> [PROMPT]: Only the lines from the top of the records below through the line containing "positive clicks: (360, 9) (357, 8)" should be printed, exactly and without pictures.

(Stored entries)

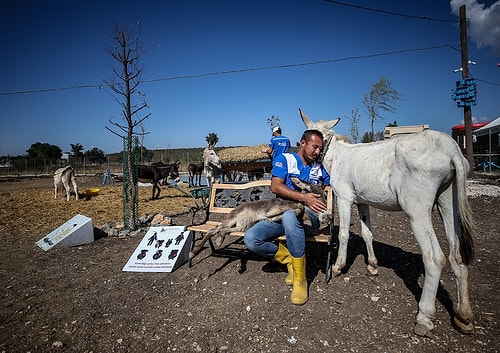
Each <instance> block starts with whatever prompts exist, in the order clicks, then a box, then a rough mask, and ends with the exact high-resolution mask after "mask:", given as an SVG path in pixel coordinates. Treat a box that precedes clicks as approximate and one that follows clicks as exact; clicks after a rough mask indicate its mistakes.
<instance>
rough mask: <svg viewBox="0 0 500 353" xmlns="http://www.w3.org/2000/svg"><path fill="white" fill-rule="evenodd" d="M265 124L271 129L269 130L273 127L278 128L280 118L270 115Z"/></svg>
mask: <svg viewBox="0 0 500 353" xmlns="http://www.w3.org/2000/svg"><path fill="white" fill-rule="evenodd" d="M267 124H268V125H269V126H270V127H271V130H272V129H273V128H274V127H275V126H280V117H279V116H274V115H271V117H269V118H267Z"/></svg>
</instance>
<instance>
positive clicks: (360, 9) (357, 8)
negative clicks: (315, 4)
mask: <svg viewBox="0 0 500 353" xmlns="http://www.w3.org/2000/svg"><path fill="white" fill-rule="evenodd" d="M325 1H326V2H329V3H331V4H335V5H342V6H347V7H352V8H355V9H360V10H365V11H372V12H380V13H383V14H386V15H392V16H400V17H406V18H413V19H417V20H425V21H433V22H447V23H460V20H443V19H438V18H432V17H428V16H414V15H407V14H403V13H398V12H392V11H387V10H380V9H374V8H371V7H365V6H359V5H353V4H348V3H345V2H340V1H334V0H325Z"/></svg>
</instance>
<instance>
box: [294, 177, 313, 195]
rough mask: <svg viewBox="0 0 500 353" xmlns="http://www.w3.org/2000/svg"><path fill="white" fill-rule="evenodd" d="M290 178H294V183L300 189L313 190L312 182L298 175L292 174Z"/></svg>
mask: <svg viewBox="0 0 500 353" xmlns="http://www.w3.org/2000/svg"><path fill="white" fill-rule="evenodd" d="M290 180H292V183H293V184H294V185H295V186H296V187H298V188H299V189H300V190H303V191H307V192H311V184H309V183H306V182H305V181H302V180H300V179H299V178H297V177H294V176H291V177H290Z"/></svg>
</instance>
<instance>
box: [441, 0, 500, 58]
mask: <svg viewBox="0 0 500 353" xmlns="http://www.w3.org/2000/svg"><path fill="white" fill-rule="evenodd" d="M464 4H465V8H466V17H467V18H468V19H470V23H469V26H468V29H467V35H468V36H469V37H470V38H471V39H472V40H473V41H474V42H475V43H476V45H477V46H478V48H481V47H490V48H491V50H492V51H493V53H494V54H495V55H500V0H497V1H495V2H494V3H493V4H491V6H489V7H488V6H485V5H484V4H480V3H479V2H478V1H477V0H451V1H450V6H451V10H452V12H453V13H454V14H456V15H457V16H459V15H460V6H462V5H464Z"/></svg>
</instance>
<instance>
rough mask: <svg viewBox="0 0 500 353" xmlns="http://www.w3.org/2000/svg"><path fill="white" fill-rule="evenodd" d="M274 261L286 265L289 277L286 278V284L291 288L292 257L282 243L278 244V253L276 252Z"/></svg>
mask: <svg viewBox="0 0 500 353" xmlns="http://www.w3.org/2000/svg"><path fill="white" fill-rule="evenodd" d="M274 261H276V262H279V263H280V264H283V265H286V268H287V270H288V276H286V278H285V283H286V285H287V286H291V285H292V284H293V266H292V256H291V255H290V252H289V251H288V249H287V248H286V247H285V246H284V245H283V244H281V243H279V244H278V251H276V255H274Z"/></svg>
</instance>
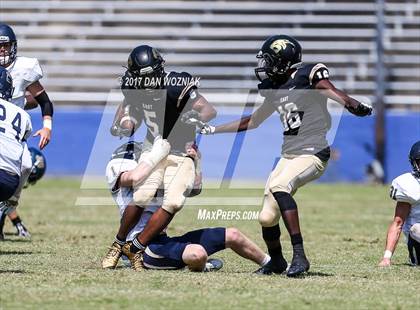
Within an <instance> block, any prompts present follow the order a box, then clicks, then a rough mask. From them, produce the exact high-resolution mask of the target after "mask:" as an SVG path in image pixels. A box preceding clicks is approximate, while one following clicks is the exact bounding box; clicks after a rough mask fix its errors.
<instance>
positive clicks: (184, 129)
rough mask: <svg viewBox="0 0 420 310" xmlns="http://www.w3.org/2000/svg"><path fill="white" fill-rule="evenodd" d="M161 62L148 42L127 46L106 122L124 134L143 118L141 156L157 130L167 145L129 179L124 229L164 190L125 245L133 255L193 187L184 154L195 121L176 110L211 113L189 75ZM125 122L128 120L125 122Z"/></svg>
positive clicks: (135, 219)
mask: <svg viewBox="0 0 420 310" xmlns="http://www.w3.org/2000/svg"><path fill="white" fill-rule="evenodd" d="M164 63H165V61H164V59H163V58H162V56H161V55H160V53H159V52H158V51H157V50H156V49H154V48H152V47H150V46H148V45H140V46H138V47H136V48H135V49H133V51H132V52H131V53H130V55H129V58H128V63H127V71H126V72H125V74H124V76H123V78H122V83H121V89H122V92H123V95H124V102H123V104H122V105H121V106H120V107H119V108H118V110H117V115H116V118H115V122H114V124H113V126H112V128H111V133H112V134H113V135H117V136H118V135H121V134H124V135H126V134H127V133H128V135H129V136H130V135H132V134H133V132H134V131H135V130H136V129H137V128H138V126H140V124H141V122H142V121H144V123H145V125H146V127H147V134H146V138H145V141H144V152H143V153H142V154H141V156H142V157H143V156H148V155H147V154H148V152H149V151H150V148H151V145H152V144H153V141H154V139H155V137H156V136H162V137H163V138H164V139H167V140H168V142H169V143H170V145H171V152H170V154H169V155H168V156H167V158H165V159H163V160H162V161H161V162H159V163H158V164H157V166H156V167H155V168H154V169H153V171H152V172H151V173H150V175H149V177H148V178H147V179H146V180H145V181H144V182H142V183H137V184H135V186H134V194H133V198H134V203H135V204H134V205H130V206H128V207H127V208H126V210H125V211H124V214H123V217H122V220H121V225H120V231H123V232H124V233H127V232H128V231H129V227H132V225H134V224H135V223H136V222H137V220H138V218H139V216H140V213H141V212H142V209H143V208H144V207H145V206H147V205H148V204H149V202H150V201H151V200H152V199H153V197H154V196H155V194H156V191H157V189H158V188H159V187H160V186H161V184H163V187H164V189H165V192H164V200H163V203H162V207H161V208H159V209H158V210H157V211H156V212H155V213H154V214H153V216H152V218H151V220H150V221H149V222H148V224H147V225H146V227H145V228H144V230H143V231H142V232H141V233H140V234H139V235H138V236H137V238H135V239H134V240H133V243H132V246H131V249H130V250H131V252H132V253H134V254H136V255H134V254H133V255H132V256H131V258H132V259H140V258H141V253H142V252H143V251H144V249H145V248H146V246H147V245H148V243H149V242H150V241H151V240H152V239H153V238H154V237H156V236H157V235H158V234H159V233H160V232H161V231H162V229H163V228H164V227H166V226H167V225H168V224H169V223H170V221H171V220H172V218H173V217H174V215H175V214H176V213H177V212H179V211H180V210H181V209H182V207H183V205H184V202H185V199H186V196H187V195H188V193H189V192H190V191H191V190H192V188H193V185H194V179H195V166H194V161H193V160H192V159H191V158H190V157H189V156H188V155H187V154H186V146H187V145H189V144H194V141H195V136H196V132H195V126H194V125H188V124H184V123H182V122H180V121H178V119H179V117H180V115H181V114H183V113H184V112H185V111H189V110H195V111H196V112H198V114H199V119H200V120H201V121H208V120H210V119H212V118H213V117H215V115H216V111H215V110H214V108H213V107H212V106H211V105H210V104H209V103H208V102H207V100H206V99H205V98H204V97H203V96H201V95H200V93H199V92H198V90H197V85H196V81H195V80H194V79H193V78H192V76H191V75H190V74H188V73H186V72H181V73H178V72H173V71H171V72H168V73H166V72H165V70H164ZM173 82H174V83H173ZM126 123H128V124H132V125H128V126H126V125H125V124H126ZM127 128H128V130H127ZM115 242H116V243H117V244H118V243H119V244H120V245H122V244H124V242H125V236H122V235H120V234H118V235H117V236H116V241H115Z"/></svg>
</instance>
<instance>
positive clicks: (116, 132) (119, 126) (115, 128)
mask: <svg viewBox="0 0 420 310" xmlns="http://www.w3.org/2000/svg"><path fill="white" fill-rule="evenodd" d="M110 132H111V135H113V136H115V137H131V136H132V135H133V134H134V131H133V130H132V129H130V128H121V127H120V126H118V125H112V127H111V129H110Z"/></svg>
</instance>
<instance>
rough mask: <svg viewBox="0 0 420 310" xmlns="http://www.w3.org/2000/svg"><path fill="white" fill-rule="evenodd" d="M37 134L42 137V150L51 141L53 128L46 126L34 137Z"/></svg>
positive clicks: (40, 142) (41, 139)
mask: <svg viewBox="0 0 420 310" xmlns="http://www.w3.org/2000/svg"><path fill="white" fill-rule="evenodd" d="M36 136H39V137H40V138H39V144H38V147H39V148H40V149H41V150H42V149H43V148H44V147H46V146H47V144H48V143H49V142H50V139H51V129H49V128H46V127H44V128H42V129H40V130H38V131H37V132H36V133H35V134H34V137H36Z"/></svg>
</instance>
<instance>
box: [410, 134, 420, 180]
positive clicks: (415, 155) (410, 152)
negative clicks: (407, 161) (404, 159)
mask: <svg viewBox="0 0 420 310" xmlns="http://www.w3.org/2000/svg"><path fill="white" fill-rule="evenodd" d="M408 159H409V161H410V164H411V167H413V174H414V175H415V176H416V177H418V178H420V141H417V142H416V143H414V144H413V146H412V147H411V150H410V154H409V155H408Z"/></svg>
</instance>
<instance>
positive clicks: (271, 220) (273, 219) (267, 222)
mask: <svg viewBox="0 0 420 310" xmlns="http://www.w3.org/2000/svg"><path fill="white" fill-rule="evenodd" d="M279 219H280V217H279V216H278V215H277V214H275V213H273V212H270V211H268V210H264V209H263V210H262V211H261V212H260V214H259V216H258V221H259V222H260V224H261V226H262V227H272V226H274V225H276V224H278V223H279Z"/></svg>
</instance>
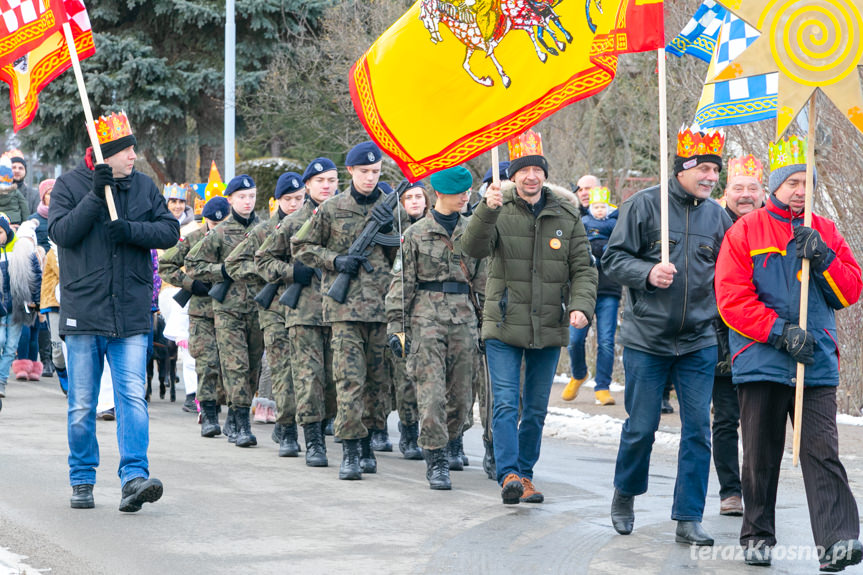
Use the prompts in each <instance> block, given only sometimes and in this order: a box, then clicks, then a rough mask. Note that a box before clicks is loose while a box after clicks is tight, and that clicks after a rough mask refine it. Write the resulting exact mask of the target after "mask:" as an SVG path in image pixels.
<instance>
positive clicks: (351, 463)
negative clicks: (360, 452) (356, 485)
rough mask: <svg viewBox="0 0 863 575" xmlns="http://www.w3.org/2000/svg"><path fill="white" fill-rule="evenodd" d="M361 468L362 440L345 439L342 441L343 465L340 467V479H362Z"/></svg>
mask: <svg viewBox="0 0 863 575" xmlns="http://www.w3.org/2000/svg"><path fill="white" fill-rule="evenodd" d="M362 478H363V471H362V468H361V467H360V440H359V439H345V440H343V441H342V464H341V466H340V467H339V479H362Z"/></svg>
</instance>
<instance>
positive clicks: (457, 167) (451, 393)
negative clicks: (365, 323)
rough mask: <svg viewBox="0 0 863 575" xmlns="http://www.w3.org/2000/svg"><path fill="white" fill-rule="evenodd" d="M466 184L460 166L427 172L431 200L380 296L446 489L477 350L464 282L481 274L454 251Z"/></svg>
mask: <svg viewBox="0 0 863 575" xmlns="http://www.w3.org/2000/svg"><path fill="white" fill-rule="evenodd" d="M471 183H472V178H471V175H470V172H468V171H467V169H465V168H464V167H462V166H458V167H455V168H450V169H448V170H444V171H442V172H438V173H436V174H434V175H432V177H431V184H432V187H433V188H434V190H435V195H436V197H437V202H436V203H435V207H434V209H433V210H431V211H430V213H429V215H427V216H426V217H425V218H423V219H422V220H420V221H419V222H417V223H416V224H414V225H413V226H411V227H410V228H409V229H408V230H407V232H406V233H405V239H404V246H403V248H402V251H403V263H402V269H394V270H393V281H392V284H391V286H390V290H389V293H388V294H387V297H386V311H387V321H388V326H387V333H388V344H389V346H390V349H392V351H393V353H395V355H397V356H399V355H401V354H402V353H404V352H406V353H407V369H408V372H409V373H411V375H412V376H413V378H414V382H415V384H416V386H417V403H418V405H419V419H420V434H419V444H420V446H421V447H422V448H423V456H424V457H425V460H426V478H427V479H428V481H429V485H430V487H431V488H432V489H450V488H451V482H450V476H449V471H450V458H449V457H448V455H449V454H448V450H449V449H451V447H452V444H453V442H455V441H456V440H458V439H459V438H460V437H461V434H462V431H463V428H464V423H465V421H466V419H467V415H468V411H469V409H470V406H471V399H472V398H471V391H472V387H471V383H472V380H473V376H474V363H475V358H476V355H477V353H478V342H479V340H478V333H477V315H476V311H477V309H478V308H479V302H478V301H477V300H476V299H474V300H473V301H472V300H471V298H475V297H476V296H475V294H474V293H473V289H472V287H471V281H473V280H474V278H476V277H477V276H478V275H479V274H480V273H481V271H482V270H481V267H482V260H476V259H474V258H471V257H468V256H467V255H465V254H464V253H463V252H462V251H461V237H462V234H463V233H464V230H465V228H466V227H467V223H466V219H465V218H464V217H462V216H461V214H460V211H461V209H462V208H463V207H464V205H465V204H466V203H467V201H468V199H469V198H470V195H469V194H468V192H469V191H470V188H471ZM403 290H404V291H403ZM402 293H404V306H405V307H404V309H402ZM405 315H407V317H408V320H407V321H406V320H405ZM404 324H409V325H410V333H411V335H412V336H413V338H412V339H409V338H407V337H406V334H405V333H404V330H403V327H402V326H403V325H404ZM458 462H459V464H461V460H459V461H458Z"/></svg>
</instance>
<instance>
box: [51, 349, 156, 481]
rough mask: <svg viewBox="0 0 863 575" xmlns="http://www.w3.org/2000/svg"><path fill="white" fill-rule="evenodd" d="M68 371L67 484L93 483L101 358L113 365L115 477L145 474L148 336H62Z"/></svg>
mask: <svg viewBox="0 0 863 575" xmlns="http://www.w3.org/2000/svg"><path fill="white" fill-rule="evenodd" d="M66 352H67V354H66V369H67V370H68V374H69V411H68V422H67V433H68V438H69V482H70V483H71V484H72V485H81V484H90V485H92V484H94V483H96V468H97V467H98V466H99V444H98V442H97V441H96V403H97V400H98V399H99V383H100V380H101V378H102V370H103V369H104V365H105V364H104V362H105V358H107V359H108V365H109V366H111V380H112V382H113V384H114V404H115V406H116V414H117V443H118V445H119V447H120V468H119V470H118V475H119V476H120V481H121V482H122V484H123V485H125V484H126V483H127V482H128V481H130V480H131V479H134V478H136V477H144V478H147V477H149V471H148V464H147V447H148V445H149V442H150V436H149V425H150V420H149V415H148V414H147V402H146V401H145V400H144V391H145V387H146V384H145V382H144V379H145V377H146V373H147V369H146V363H145V362H146V359H147V336H146V335H144V334H141V335H135V336H132V337H127V338H109V337H103V336H95V335H67V336H66Z"/></svg>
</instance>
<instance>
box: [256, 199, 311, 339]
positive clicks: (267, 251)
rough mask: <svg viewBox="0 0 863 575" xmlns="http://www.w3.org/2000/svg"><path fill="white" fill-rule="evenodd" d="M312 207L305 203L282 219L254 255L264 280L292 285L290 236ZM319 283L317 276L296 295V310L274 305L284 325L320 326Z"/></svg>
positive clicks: (310, 210) (307, 218)
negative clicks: (297, 294)
mask: <svg viewBox="0 0 863 575" xmlns="http://www.w3.org/2000/svg"><path fill="white" fill-rule="evenodd" d="M314 210H315V208H314V204H313V203H312V202H311V200H308V199H307V200H306V202H305V203H304V204H303V207H301V208H300V209H299V210H297V211H296V212H294V213H293V214H291V215H289V216H287V217H286V218H284V219H283V220H282V221H281V222H279V225H278V226H276V231H275V232H274V233H272V234H270V235H269V237H267V239H266V241H264V245H262V246H261V247H260V249H258V251H257V253H256V254H255V263H256V264H258V269H259V270H260V273H261V275H262V276H264V279H266V280H267V281H270V282H273V281H282V282H283V283H284V284H285V285H286V286H289V285H291V284H293V283H294V266H293V263H292V262H291V236H292V235H294V232H296V231H297V230H298V229H300V228H301V227H302V225H303V224H304V223H305V222H306V221H308V219H309V218H310V217H312V213H313V212H314ZM322 297H323V296H322V294H321V282H320V280H318V278H317V277H313V278H312V283H311V284H310V285H308V286H306V287H304V288H303V290H302V291H301V292H300V299H299V300H298V301H297V309H291V308H289V307H288V306H284V305H281V304H278V305H279V307H281V308H282V310H283V311H284V314H285V326H286V327H293V326H295V325H313V326H323V325H326V324H325V323H324V316H323V311H322V306H323V302H322V301H321V298H322Z"/></svg>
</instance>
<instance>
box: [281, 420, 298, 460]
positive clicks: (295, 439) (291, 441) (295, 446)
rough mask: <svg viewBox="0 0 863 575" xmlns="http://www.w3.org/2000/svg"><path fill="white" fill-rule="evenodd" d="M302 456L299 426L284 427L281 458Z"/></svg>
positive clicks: (295, 425)
mask: <svg viewBox="0 0 863 575" xmlns="http://www.w3.org/2000/svg"><path fill="white" fill-rule="evenodd" d="M299 454H300V444H299V443H297V424H296V423H292V424H291V425H283V426H282V438H281V440H280V441H279V457H297V456H298V455H299Z"/></svg>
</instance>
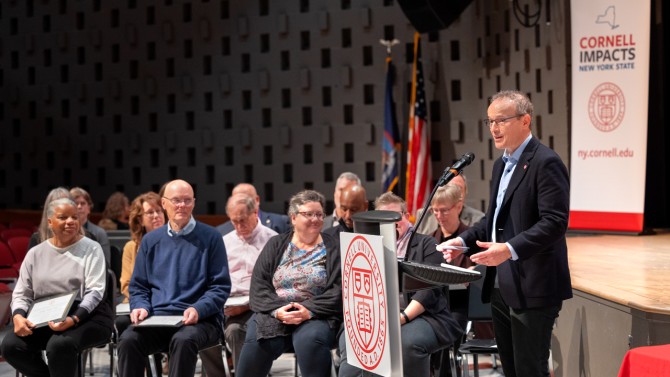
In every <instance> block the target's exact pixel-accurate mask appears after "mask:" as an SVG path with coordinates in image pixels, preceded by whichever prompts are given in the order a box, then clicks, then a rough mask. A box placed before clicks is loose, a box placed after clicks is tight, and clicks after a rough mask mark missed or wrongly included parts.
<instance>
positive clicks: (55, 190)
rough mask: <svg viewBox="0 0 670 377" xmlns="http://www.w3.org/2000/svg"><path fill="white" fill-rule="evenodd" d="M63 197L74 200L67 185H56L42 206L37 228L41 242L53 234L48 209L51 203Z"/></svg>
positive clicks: (64, 197)
mask: <svg viewBox="0 0 670 377" xmlns="http://www.w3.org/2000/svg"><path fill="white" fill-rule="evenodd" d="M61 198H68V199H70V200H72V195H70V191H69V190H68V189H66V188H65V187H56V188H55V189H53V190H51V191H49V193H48V194H47V198H46V200H44V207H42V219H41V220H40V226H39V227H38V228H37V232H38V233H39V235H40V242H42V241H45V240H47V239H49V238H51V236H53V233H51V229H49V222H48V221H47V219H48V218H49V216H48V215H47V209H48V208H49V204H51V202H53V201H54V200H57V199H61ZM74 207H75V208H77V205H76V204H75V206H74Z"/></svg>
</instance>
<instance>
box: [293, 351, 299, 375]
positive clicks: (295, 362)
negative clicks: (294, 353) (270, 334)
mask: <svg viewBox="0 0 670 377" xmlns="http://www.w3.org/2000/svg"><path fill="white" fill-rule="evenodd" d="M298 376H300V368H298V355H296V354H293V377H298Z"/></svg>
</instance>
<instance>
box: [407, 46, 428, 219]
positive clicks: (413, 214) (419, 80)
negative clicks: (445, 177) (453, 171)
mask: <svg viewBox="0 0 670 377" xmlns="http://www.w3.org/2000/svg"><path fill="white" fill-rule="evenodd" d="M420 43H421V37H420V35H419V33H415V34H414V67H413V69H412V93H411V101H410V114H409V138H408V142H407V172H406V177H407V180H406V182H407V185H406V189H405V200H406V201H407V211H408V212H409V214H410V217H411V218H412V220H413V219H414V216H416V211H417V210H418V209H419V208H422V207H423V205H424V201H425V200H426V199H427V198H428V196H429V195H430V185H431V181H432V177H431V172H432V168H431V162H430V129H429V126H428V120H427V110H426V94H425V92H424V87H423V66H422V64H421V44H420Z"/></svg>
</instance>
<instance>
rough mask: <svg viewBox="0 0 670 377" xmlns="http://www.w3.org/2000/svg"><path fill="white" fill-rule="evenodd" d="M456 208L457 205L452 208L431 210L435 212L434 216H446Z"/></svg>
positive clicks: (431, 209) (442, 208)
mask: <svg viewBox="0 0 670 377" xmlns="http://www.w3.org/2000/svg"><path fill="white" fill-rule="evenodd" d="M454 207H456V204H454V205H453V206H451V208H431V209H430V210H431V211H433V214H435V215H440V216H446V215H448V214H449V212H451V210H453V209H454Z"/></svg>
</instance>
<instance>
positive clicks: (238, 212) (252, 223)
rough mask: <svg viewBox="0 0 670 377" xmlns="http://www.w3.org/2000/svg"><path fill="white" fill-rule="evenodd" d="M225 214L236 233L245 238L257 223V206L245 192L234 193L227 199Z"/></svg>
mask: <svg viewBox="0 0 670 377" xmlns="http://www.w3.org/2000/svg"><path fill="white" fill-rule="evenodd" d="M226 214H227V215H228V218H229V219H230V222H231V223H232V224H233V227H234V228H235V232H237V235H238V236H240V237H243V238H247V237H249V236H250V235H251V233H252V232H253V230H254V229H255V228H256V225H257V224H258V208H257V207H256V201H255V200H254V198H253V197H251V196H249V195H247V194H234V195H233V196H231V197H230V198H229V199H228V203H227V205H226Z"/></svg>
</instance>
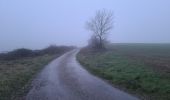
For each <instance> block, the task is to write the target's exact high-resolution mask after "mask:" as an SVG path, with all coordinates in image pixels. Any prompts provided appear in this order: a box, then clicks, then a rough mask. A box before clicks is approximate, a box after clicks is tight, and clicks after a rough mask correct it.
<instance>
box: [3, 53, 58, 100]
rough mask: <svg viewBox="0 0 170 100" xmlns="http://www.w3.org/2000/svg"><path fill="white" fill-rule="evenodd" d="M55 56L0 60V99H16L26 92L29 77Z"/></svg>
mask: <svg viewBox="0 0 170 100" xmlns="http://www.w3.org/2000/svg"><path fill="white" fill-rule="evenodd" d="M54 58H55V56H52V55H43V56H37V57H33V58H23V59H20V60H11V61H0V100H18V98H19V97H22V96H23V95H25V94H26V93H27V92H28V89H29V85H30V83H31V79H32V78H33V77H34V76H35V75H36V73H37V72H39V71H40V70H41V69H42V68H43V67H44V65H46V64H47V63H48V62H49V61H51V60H52V59H54Z"/></svg>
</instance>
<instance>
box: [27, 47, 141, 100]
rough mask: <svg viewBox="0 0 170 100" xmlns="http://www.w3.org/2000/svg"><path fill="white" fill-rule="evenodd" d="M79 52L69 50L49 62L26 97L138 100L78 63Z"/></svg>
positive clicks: (39, 74)
mask: <svg viewBox="0 0 170 100" xmlns="http://www.w3.org/2000/svg"><path fill="white" fill-rule="evenodd" d="M77 52H78V50H73V51H71V52H68V53H65V54H64V55H63V56H61V57H59V58H57V59H56V60H54V61H52V62H51V63H50V64H49V65H47V66H46V67H45V68H44V70H43V71H42V72H41V73H40V74H39V75H38V76H37V78H36V79H35V80H34V81H33V83H32V85H33V87H32V89H31V90H30V91H29V93H28V94H27V96H26V100H138V99H137V98H136V97H133V96H131V95H129V94H127V93H125V92H122V91H120V90H118V89H116V88H114V87H112V86H110V85H109V84H107V83H106V82H104V81H103V80H101V79H99V78H97V77H95V76H93V75H91V74H89V73H88V72H87V71H86V70H85V69H83V68H82V66H81V65H80V64H79V63H77V61H76V58H75V56H76V54H77Z"/></svg>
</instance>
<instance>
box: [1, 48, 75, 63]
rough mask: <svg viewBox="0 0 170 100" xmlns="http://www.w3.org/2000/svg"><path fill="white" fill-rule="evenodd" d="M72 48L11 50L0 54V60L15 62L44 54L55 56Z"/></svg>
mask: <svg viewBox="0 0 170 100" xmlns="http://www.w3.org/2000/svg"><path fill="white" fill-rule="evenodd" d="M74 48H75V47H73V46H56V45H50V46H49V47H47V48H44V49H42V50H30V49H26V48H20V49H16V50H13V51H11V52H7V53H0V60H15V59H21V58H26V57H35V56H42V55H46V54H48V55H57V54H61V53H64V52H67V51H69V50H72V49H74Z"/></svg>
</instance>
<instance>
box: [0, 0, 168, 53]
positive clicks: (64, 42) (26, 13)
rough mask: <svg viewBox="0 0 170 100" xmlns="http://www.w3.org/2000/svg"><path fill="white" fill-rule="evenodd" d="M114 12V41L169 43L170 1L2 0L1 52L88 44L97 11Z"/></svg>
mask: <svg viewBox="0 0 170 100" xmlns="http://www.w3.org/2000/svg"><path fill="white" fill-rule="evenodd" d="M103 8H105V9H109V10H112V11H113V12H114V29H113V31H112V32H111V33H110V35H109V40H110V41H111V42H113V43H170V0H1V1H0V51H1V52H2V51H8V50H12V49H16V48H30V49H40V48H43V47H46V46H48V45H50V44H56V45H76V46H85V45H86V44H87V40H88V39H89V37H90V35H91V34H90V32H89V31H87V30H86V29H85V23H86V21H87V20H88V19H90V18H91V17H93V16H94V14H95V12H96V10H99V9H103Z"/></svg>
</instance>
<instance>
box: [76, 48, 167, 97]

> [WRITTEN RESPONSE]:
Each <instance> block starts with whatever prompts exist, in the order clicks, then a box, then a rough mask, and ends with the exact high-resolution mask after "mask:", given as an SVG path in pixel coordinates. Treat a box that precedes clicks as approximate and one that follows clicks as exact; clicks after a rough mask indicate its mistakes.
<instance>
rough mask: <svg viewBox="0 0 500 353" xmlns="http://www.w3.org/2000/svg"><path fill="white" fill-rule="evenodd" d="M265 124L271 129L269 130L273 127L278 128L280 118L270 115Z"/></svg>
mask: <svg viewBox="0 0 500 353" xmlns="http://www.w3.org/2000/svg"><path fill="white" fill-rule="evenodd" d="M267 124H268V125H269V126H270V127H271V130H272V129H273V128H274V127H275V126H280V117H279V116H274V115H271V117H269V118H267Z"/></svg>
</instance>
<instance>
positive clicks: (360, 9) (357, 8)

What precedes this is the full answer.